# Exercice écrit
Reprenez l'extrait sur Ellah A.Thaun et poursuivez-le à partir de sa dernière phrase.

# Extrait choisi
——
Ellah A.Thaun, stakhanoviste de l’occulte

Ellah A.Thaun, stakhanoviste de l’occulte

Dans le petit monde retranché du garage et du rock qui agite caves et sous-sols de l’Hexagone, Ellah A.Thaun est un cas à part. Derrière ce projet, on trouve Nathanaëlle Hauguel : artiste trans, passionnée d’astrologie et de magie, qui écrit depuis une décennie un journal intime traversé par des projets solos documentant et soignant petit à petit les angoisses et la transition d’un personnage qui, depuis ses débuts, illustre une forte réflexion sur son art et sur les formes multiples qu’il lui donne. A l’occasion de la sortie d’Arcane Majeur, son premier album enregistré en groupe et paru sur XVIII Records en fin d’année dernière, on s’est plongé dans un entretien fleuve avec cette figure passionnante et sensible de l’underground français, qui a bien voulu poser son regard sur les nombreux sujets qui l’obsèdent.
——
(Entrées d'images sur des zones nommées)
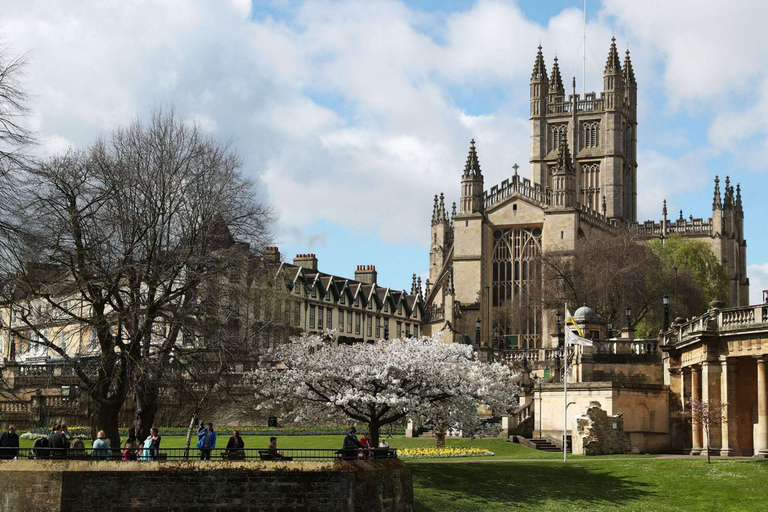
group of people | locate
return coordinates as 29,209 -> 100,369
197,421 -> 245,460
121,427 -> 162,460
341,427 -> 389,459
——
# Réponse écrite
Ma première question porte sur ce nouvel album, le premier enregistré en groupe après une grosse vingtaine de projets en solo. Qu’est ce qui t’a poussé à passer à cette étape ?

Ellah A. Thaun, c’est un side project à la base, avec lequel je faisais les premières parties d’un autre de mes projets appelé Valeskja Valcav. Je faisais que des reprises de Johnny Cash pour rire et je me suis pris au jeu. Ca plaisait vachement aux gens, j’ai donc commencé à inclure des compositions, et on m’a proposé ensuite de faire une petite tournée. J’ai continué comme ça et, en même temps, j’avais mes disques solos en studio, une sorte de journal intime, une manière de raconter des passages de ma vie avec des albums concept sur lesquels je me moque du disque concept. C’est très lo-fi parce que ce sont des choses que j’ai enregistré parfois dans un train, avec mon ordi. Mais je sortais pas tout non plus, j’étais à l’école d’art en même temps, et c’était un peu mon travail. Avec mon mémoire de cinquième année, j’ai aussi proposé une musique de plasticienne, comme peuvent le faire des photographes avec de la photographie plastique. Mais sinon, un jour, on m’a dit que ce serait bien que j’ai du monde avec moi, et je n’étais pas du tout pour.

Pourquoi ?

Parce que dans mes sets, il y avait beaucoup d’improvisation, c’est quelque chose que j’adore. Je marche que comme ça, dans Valeskja Valcav aussi, et j’ai une angoisse de monter sur scène avec un truc approfondi. Ca me terrorise.

Tu avais peur que le groupe cadre tes envies d’improvisation ?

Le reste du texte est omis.